Aim of the task: From the line that contains "If you could mark the fish" to the end of the records below, copy every line exactly. Both the first and last of these lines count.

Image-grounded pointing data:

================

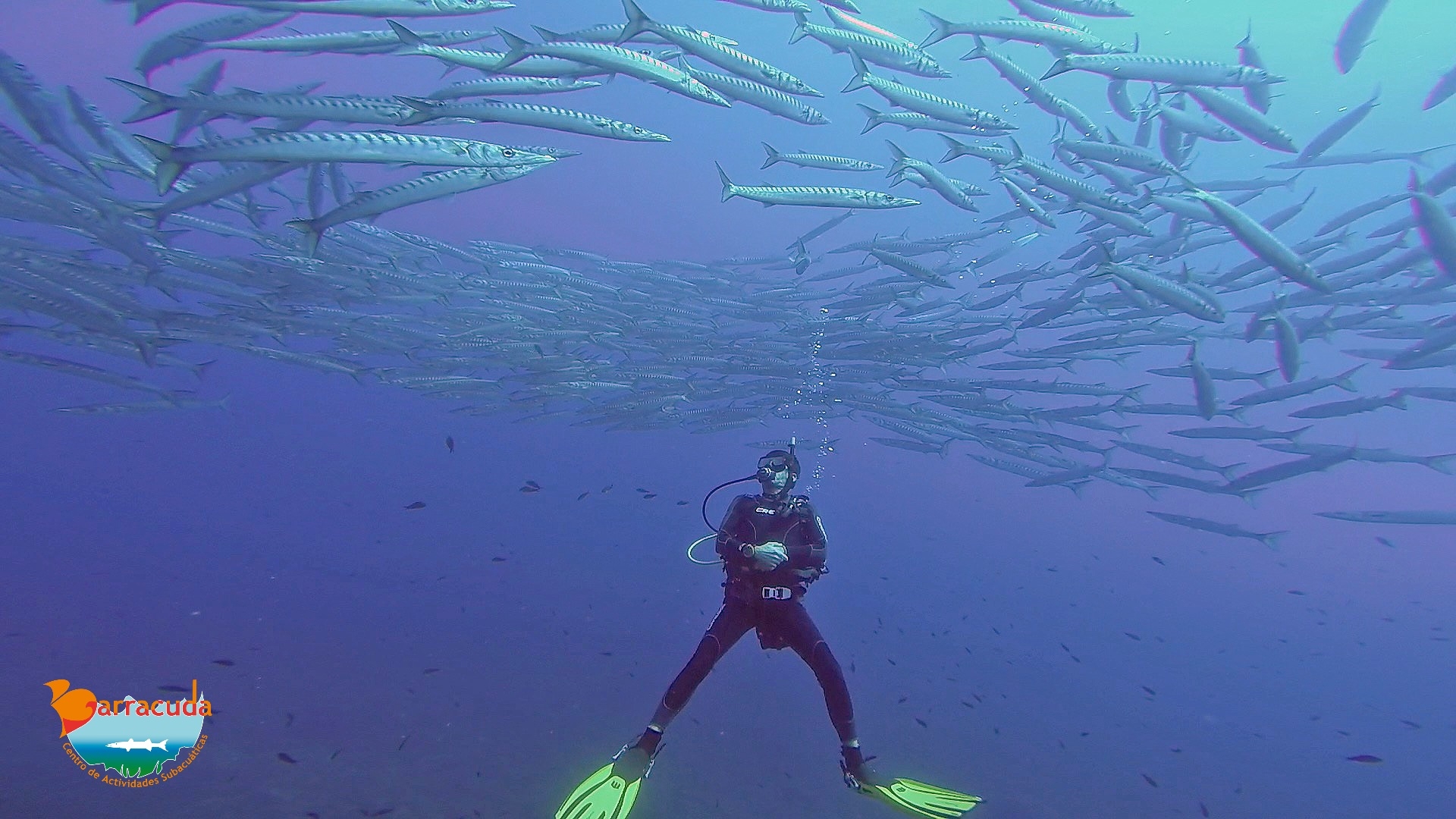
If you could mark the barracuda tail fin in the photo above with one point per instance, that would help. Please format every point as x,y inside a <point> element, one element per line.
<point>979,53</point>
<point>153,102</point>
<point>638,20</point>
<point>516,49</point>
<point>861,72</point>
<point>1443,464</point>
<point>873,118</point>
<point>168,168</point>
<point>1059,67</point>
<point>800,20</point>
<point>941,30</point>
<point>774,156</point>
<point>143,9</point>
<point>405,36</point>
<point>310,234</point>
<point>730,190</point>
<point>424,110</point>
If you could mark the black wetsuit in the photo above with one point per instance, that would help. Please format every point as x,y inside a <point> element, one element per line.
<point>769,602</point>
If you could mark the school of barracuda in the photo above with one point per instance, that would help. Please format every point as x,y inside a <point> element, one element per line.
<point>870,328</point>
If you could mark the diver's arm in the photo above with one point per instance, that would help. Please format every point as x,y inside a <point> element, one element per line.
<point>810,556</point>
<point>728,544</point>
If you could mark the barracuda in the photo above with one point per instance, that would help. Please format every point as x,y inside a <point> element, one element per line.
<point>922,102</point>
<point>530,114</point>
<point>712,50</point>
<point>811,196</point>
<point>338,146</point>
<point>1036,33</point>
<point>364,110</point>
<point>613,58</point>
<point>870,49</point>
<point>759,95</point>
<point>364,8</point>
<point>1163,71</point>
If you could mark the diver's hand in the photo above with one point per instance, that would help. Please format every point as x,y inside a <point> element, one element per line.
<point>769,556</point>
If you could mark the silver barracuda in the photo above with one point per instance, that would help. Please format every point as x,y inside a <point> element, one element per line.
<point>759,95</point>
<point>335,146</point>
<point>714,52</point>
<point>617,60</point>
<point>364,110</point>
<point>530,114</point>
<point>511,86</point>
<point>871,49</point>
<point>811,196</point>
<point>922,102</point>
<point>1052,36</point>
<point>346,41</point>
<point>424,188</point>
<point>363,8</point>
<point>817,161</point>
<point>1171,71</point>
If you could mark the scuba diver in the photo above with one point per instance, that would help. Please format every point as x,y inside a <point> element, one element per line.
<point>772,548</point>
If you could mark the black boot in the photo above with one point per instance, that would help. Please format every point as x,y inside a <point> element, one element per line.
<point>634,761</point>
<point>855,765</point>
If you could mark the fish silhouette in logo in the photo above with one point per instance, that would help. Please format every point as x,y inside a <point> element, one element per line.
<point>76,707</point>
<point>134,745</point>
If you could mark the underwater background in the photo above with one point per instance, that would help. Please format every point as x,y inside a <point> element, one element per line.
<point>1057,653</point>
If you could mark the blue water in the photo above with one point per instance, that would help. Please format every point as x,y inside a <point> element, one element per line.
<point>481,654</point>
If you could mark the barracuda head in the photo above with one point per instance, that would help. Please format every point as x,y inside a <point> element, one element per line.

================

Result of this task:
If you could mark the fish silhouette in logo in the photo above with one point per instance, that would help. Please format every point as x,y inside a <point> element, one element per line.
<point>76,707</point>
<point>134,745</point>
If you could mark the underwater background in the photo above with one point per instance, that would help. Please format every point as x,y inside a <point> element, one element per line.
<point>1057,653</point>
If you could mark the blue water in the photo above with one point per instance, that would help. Please format every point as x,y inside a <point> element, one element per line.
<point>481,654</point>
If you could mark the barracuda head in the photo above with one point per instance, that would help. Please format every point as x,y inside a <point> element, one element per line.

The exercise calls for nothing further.